Problems to solve:
1. Based on the spin-node pull request below, decide whether each statement agrees with it, answering yes or no and quoting the words that settle it. (a) Before the change, a subnet with two or more presets kept only its first one. (b) After the change, verification requires exactly one aggregator per subnet. (c) The change alters what happens when a subnet has no presets.
2. Copy the rows below, everything from the start of the rows down to the line containing "[831,241,1031,549]", with every bounding-box coordinate increased by 30. Give nothing beyond those lines.

Selected passage:
* * *
Skip to content

spin-node: honour multi-aggregator presets, enforce >=1 per subnet#172

Open
ch4r10t33r wants to merge 1 commit intomainfrom
feat/spin-node-multi-aggregator
Open

spin-node: honour multi-aggregator presets, enforce >=1 per subnet#172
ch4r10t33r wants to merge 1 commit intomainfrom
feat/spin-node-multi-aggregator

Conversation

@ch4r10t33r
Copy link
Copy Markdown
Contributor

Summary

`spin-node.sh` enforced "exactly one aggregator per subnet": it kept only the first preset per subnet, reset every `isAggregator` flag to false on every deploy, and aborted with `expected exactly 1` if it ever saw more than one `true` row in a subnet. Operators who hand-edited `validator-config.yaml` for redundancy (e.g. `zeam_0` + `grandine_0` on subnet 0, `qlean_1` + `ethlambda_0` on subnet 1) silently lost their second aggregator on the next full deploy.

Behaviour change

Scenario Before After
Subnet has 0 presets 1 random pick 1 random pick (unchanged)
Subnet has 1 preset preset honoured preset honoured (unchanged)
Subnet has N>=2 presets only first kept; rest reset to `false` all N honoured
`--aggregator NODE` given NODE replaces preset on its subnet NODE replaces presets on its subnet (unchanged); other subnets honour their presets
Verification invariant `agg_count == 1` per subnet `agg_count >= 1` per subnet

The YAML mutation is now a single pass: each row is set to `true` iff its name is in the final aggregator set, else `false`. This replaces the previous reset-then-set sequence which left the file in a transiently empty state.
* * *
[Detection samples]
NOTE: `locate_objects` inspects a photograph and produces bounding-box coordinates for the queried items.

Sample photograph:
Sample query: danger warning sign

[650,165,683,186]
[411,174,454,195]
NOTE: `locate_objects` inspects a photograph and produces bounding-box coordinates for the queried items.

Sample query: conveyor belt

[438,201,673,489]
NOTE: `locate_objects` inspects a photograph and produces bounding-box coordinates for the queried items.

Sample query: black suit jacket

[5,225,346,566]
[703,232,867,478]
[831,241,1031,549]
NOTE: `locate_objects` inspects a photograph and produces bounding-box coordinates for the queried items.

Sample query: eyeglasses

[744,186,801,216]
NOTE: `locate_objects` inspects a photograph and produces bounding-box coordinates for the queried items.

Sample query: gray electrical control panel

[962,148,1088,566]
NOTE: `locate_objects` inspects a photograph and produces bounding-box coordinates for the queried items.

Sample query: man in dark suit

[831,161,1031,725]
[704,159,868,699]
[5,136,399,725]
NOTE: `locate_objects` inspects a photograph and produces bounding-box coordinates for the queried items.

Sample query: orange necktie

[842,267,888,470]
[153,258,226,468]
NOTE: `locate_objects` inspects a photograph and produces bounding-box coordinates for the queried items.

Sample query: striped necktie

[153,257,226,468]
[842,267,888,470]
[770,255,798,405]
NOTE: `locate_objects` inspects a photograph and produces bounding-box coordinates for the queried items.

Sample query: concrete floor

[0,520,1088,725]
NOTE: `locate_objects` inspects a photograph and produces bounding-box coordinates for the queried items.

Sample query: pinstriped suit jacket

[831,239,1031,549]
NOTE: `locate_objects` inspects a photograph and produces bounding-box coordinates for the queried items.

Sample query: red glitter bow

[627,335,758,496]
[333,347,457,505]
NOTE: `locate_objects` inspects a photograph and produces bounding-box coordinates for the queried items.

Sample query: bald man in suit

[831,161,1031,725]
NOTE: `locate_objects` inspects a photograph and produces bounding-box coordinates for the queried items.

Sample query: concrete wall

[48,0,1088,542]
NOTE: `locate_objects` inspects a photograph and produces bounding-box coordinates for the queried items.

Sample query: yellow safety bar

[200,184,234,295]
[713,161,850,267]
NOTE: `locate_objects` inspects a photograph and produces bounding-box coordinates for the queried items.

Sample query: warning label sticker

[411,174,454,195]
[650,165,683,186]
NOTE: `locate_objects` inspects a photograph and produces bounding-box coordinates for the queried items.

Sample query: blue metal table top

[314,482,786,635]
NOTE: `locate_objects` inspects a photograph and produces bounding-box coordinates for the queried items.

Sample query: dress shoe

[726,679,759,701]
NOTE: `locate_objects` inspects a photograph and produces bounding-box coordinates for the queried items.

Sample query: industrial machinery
* * *
The answers:
1.
(a) Yes: "only first kept; rest reset to `false`"
(b) No: "`agg_count >= 1` per subnet"
(c) No: "1 random pick (unchanged)"

2.
NOTE: `locate_objects` inspects a photograph and produces bounding-box coordinates for the queried items.

Sample photograph:
Sample query: danger warning sign

[680,195,713,216]
[441,204,484,225]
NOTE: `locate_objects` inspects a photograph and produces bounding-box coordinates for the queried items.

Sample query: conveyor belt

[468,231,703,519]
NOTE: `locate_objects` inspects a photograph and produces bounding-box coordinates for the queried items.

Sample query: black suit jacket

[35,255,376,596]
[733,262,897,508]
[861,271,1061,579]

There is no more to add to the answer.